** begin DATA ROWS **
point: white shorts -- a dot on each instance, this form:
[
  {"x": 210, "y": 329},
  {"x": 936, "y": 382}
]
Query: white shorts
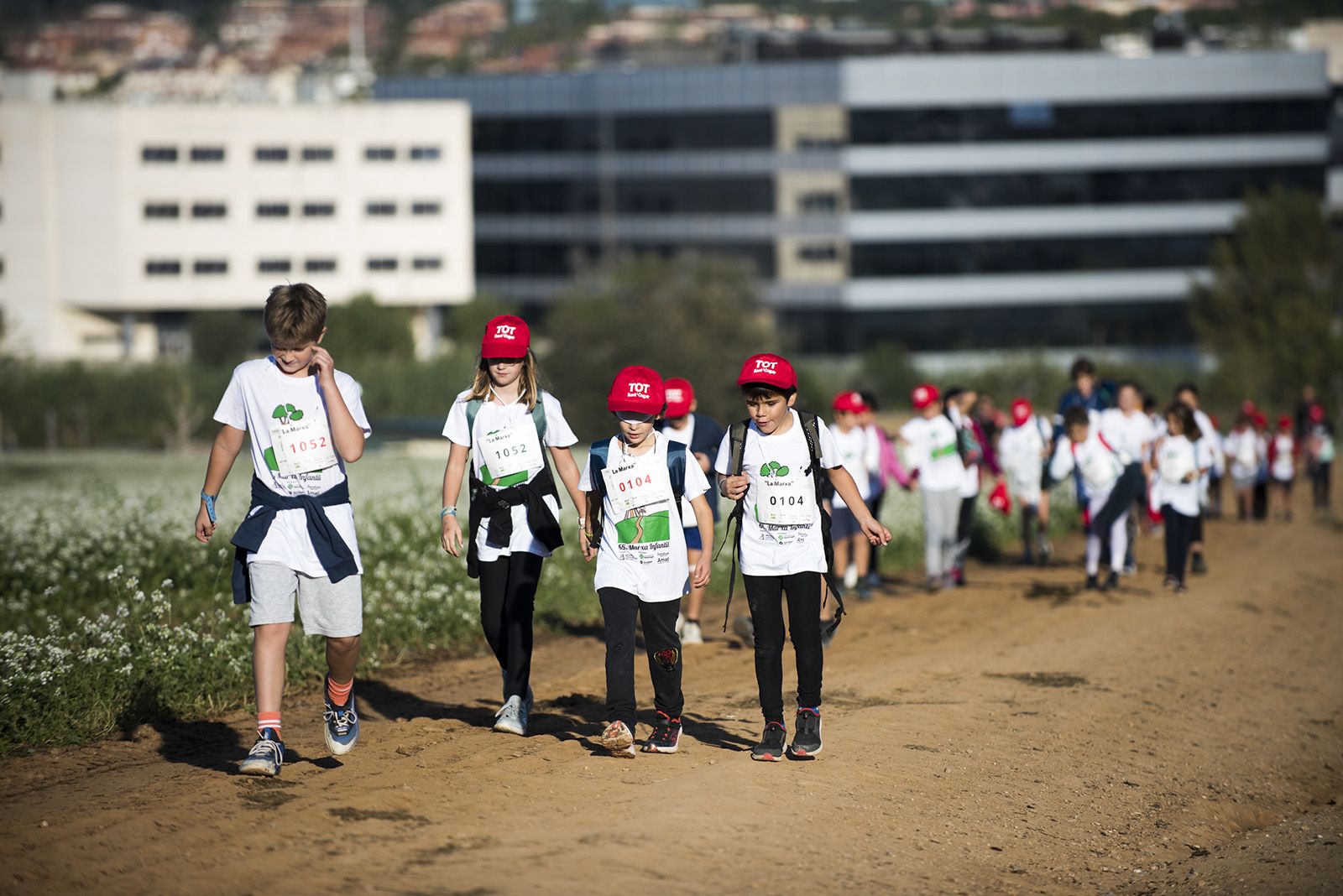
[{"x": 335, "y": 609}]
** end DATA ROWS **
Pull every line of the data above into your reply, word for word and in the same order, leaving out the pictures.

-- COMPLETED EXERCISE --
point: white shorts -- a dot on each instance, this form:
[
  {"x": 210, "y": 329},
  {"x": 936, "y": 382}
]
Query: white shorts
[{"x": 335, "y": 609}]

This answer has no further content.